** INSTRUCTIONS FOR THE TASK **
Update the passage on Stalls's football career by giving it again from "In 1981, he" up to and including "players' union activities.", with "holdout" replaced by "dispute".

** PASSAGE TO READ **
★ ★ ★ ★
After not receiving much interest and writing letters to 40 prospective schools, he received a scholarship offer from the Division II University of Northern Colorado. He was a four-year starter at defensive tackle and received third-team Little All-American honors in 1975.

In 1997, he was inducted into the University of Northern Colorado Athletic Hall of Fame.

==Professional career==

===Dallas Cowboys===
Stalls was selected in the seventh round (191st overall) of the 1977 NFL draft by the Dallas Cowboys. As a rookie, he was a core special teams player. In 1978, he was used mainly as a pass-rush specialist at left defensive tackle in place of Jethro Pugh or Larry Cole and emerged as a key reserve, registering 4 unofficial sacks (fourth on the team).

In 1979, he started the first 12 games at left defensive tackle (replacing the retired Jethro Pugh) ahead of former first-round draft choice Larry Bethea, until being replaced by Cole, after the Cowboys traded for John Dutton who would play left defensive end. He finished with 51 tackles and 5 unofficial sacks (tied for fourth on the team).

In 1980, Ed "Too Tall" Jones unretired and the Cowboys opened training camp with 8 quality defensive linemen, when they usually kept seven. The team decided to retain Bethea and Bruce Thornton instead, and on August 6, Stalls was traded to the Tampa Bay Buccaneers in exchange for a 1981 seventh round pick (#173-Ron Fellows) and a 1982 fourth round pick (#101-Brian Carpenter).

===Tampa Bay Buccaneers===
In 1980, the Tampa Bay Buccaneers traded for Stalls to replace an injured defensive end Wally Chambers. He appeared in 15 games with 3 starts.

In 1981, he was a backup end and defensive tackle used mostly on passing downs, until injuries to Lee Roy Selmon and Bill Kollar's season ending knee injury, forced him to start 9 games at left defensive end.

In the 1982 strike shortened season, he led the team in sacks (6.5) ahead of the future hall of famer Selmon. The next year, he had a contract holdout during training camp and asked for the Buccaneers to trade him to the Denver Broncos, in order to pursue his veterinarian interests in the offseason. Complicating matters was a tense relationship with head coach John McKay and the team's ownership, because of his NFL players' union activities.
★ ★ ★ ★
** EXTRACTED ENTRIES **

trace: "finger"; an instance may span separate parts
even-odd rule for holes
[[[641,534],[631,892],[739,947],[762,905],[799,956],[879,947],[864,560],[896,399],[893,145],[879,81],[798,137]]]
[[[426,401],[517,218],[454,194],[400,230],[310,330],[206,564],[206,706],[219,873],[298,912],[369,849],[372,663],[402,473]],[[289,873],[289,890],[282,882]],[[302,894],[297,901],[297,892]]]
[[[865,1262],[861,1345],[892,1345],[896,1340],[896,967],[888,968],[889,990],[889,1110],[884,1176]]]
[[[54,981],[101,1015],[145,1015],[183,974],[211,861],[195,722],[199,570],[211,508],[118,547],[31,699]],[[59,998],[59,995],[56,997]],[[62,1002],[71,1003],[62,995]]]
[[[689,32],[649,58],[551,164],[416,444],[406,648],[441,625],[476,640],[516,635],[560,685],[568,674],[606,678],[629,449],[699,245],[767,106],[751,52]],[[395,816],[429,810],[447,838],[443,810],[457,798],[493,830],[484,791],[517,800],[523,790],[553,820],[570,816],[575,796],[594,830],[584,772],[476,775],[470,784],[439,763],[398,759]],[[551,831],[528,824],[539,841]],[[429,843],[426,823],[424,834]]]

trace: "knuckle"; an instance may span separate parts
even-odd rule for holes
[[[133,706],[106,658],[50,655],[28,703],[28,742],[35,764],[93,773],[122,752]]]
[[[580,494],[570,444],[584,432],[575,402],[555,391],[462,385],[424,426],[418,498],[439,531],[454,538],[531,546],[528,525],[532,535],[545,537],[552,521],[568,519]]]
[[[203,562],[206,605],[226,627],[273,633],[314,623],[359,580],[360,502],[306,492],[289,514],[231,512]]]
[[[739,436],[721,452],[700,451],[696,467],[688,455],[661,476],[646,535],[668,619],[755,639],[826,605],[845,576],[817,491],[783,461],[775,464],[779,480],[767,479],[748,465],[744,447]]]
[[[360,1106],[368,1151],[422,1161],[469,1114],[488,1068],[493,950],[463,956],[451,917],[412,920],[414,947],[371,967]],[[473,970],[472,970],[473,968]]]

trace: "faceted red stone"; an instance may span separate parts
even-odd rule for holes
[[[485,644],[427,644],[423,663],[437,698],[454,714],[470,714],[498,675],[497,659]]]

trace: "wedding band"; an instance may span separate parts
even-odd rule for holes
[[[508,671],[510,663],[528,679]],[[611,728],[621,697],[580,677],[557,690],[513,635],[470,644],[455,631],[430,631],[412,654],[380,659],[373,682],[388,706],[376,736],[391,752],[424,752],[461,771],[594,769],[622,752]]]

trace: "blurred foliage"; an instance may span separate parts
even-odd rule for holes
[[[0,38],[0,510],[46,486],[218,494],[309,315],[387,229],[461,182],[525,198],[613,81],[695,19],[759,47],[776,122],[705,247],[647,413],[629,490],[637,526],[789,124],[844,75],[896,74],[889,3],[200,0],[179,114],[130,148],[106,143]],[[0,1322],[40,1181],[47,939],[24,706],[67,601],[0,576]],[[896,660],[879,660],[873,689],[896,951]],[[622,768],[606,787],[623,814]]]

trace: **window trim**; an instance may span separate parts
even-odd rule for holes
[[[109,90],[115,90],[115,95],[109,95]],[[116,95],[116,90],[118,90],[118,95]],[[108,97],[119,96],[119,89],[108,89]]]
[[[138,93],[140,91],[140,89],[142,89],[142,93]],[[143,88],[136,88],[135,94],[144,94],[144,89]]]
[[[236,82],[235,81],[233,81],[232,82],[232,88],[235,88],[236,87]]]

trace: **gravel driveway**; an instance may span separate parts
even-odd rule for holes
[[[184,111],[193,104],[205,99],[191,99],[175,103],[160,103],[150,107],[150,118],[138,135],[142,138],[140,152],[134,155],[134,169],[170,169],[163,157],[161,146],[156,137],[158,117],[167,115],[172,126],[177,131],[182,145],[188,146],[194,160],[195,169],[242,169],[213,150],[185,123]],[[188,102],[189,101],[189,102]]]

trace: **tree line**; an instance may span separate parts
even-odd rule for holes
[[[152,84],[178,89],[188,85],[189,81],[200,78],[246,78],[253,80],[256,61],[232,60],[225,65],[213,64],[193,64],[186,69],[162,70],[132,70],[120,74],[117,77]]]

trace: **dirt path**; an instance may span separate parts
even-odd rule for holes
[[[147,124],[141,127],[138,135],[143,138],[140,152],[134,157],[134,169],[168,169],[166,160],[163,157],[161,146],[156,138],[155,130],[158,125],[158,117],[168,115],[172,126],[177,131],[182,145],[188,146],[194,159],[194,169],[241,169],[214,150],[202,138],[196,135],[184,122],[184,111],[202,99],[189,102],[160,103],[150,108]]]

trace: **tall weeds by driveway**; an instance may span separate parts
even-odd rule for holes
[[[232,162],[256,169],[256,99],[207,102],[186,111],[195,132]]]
★ ★ ★ ★
** ANSWER SECTION **
In 1981, he was a backup end and defensive tackle used mostly on passing downs, until injuries to Lee Roy Selmon and Bill Kollar's season ending knee injury, forced him to start 9 games at left defensive end.

In the 1982 strike shortened season, he led the team in sacks (6.5) ahead of the future hall of famer Selmon. The next year, he had a contract dispute during training camp and asked for the Buccaneers to trade him to the Denver Broncos, in order to pursue his veterinarian interests in the offseason. Complicating matters was a tense relationship with head coach John McKay and the team's ownership, because of his NFL players' union activities.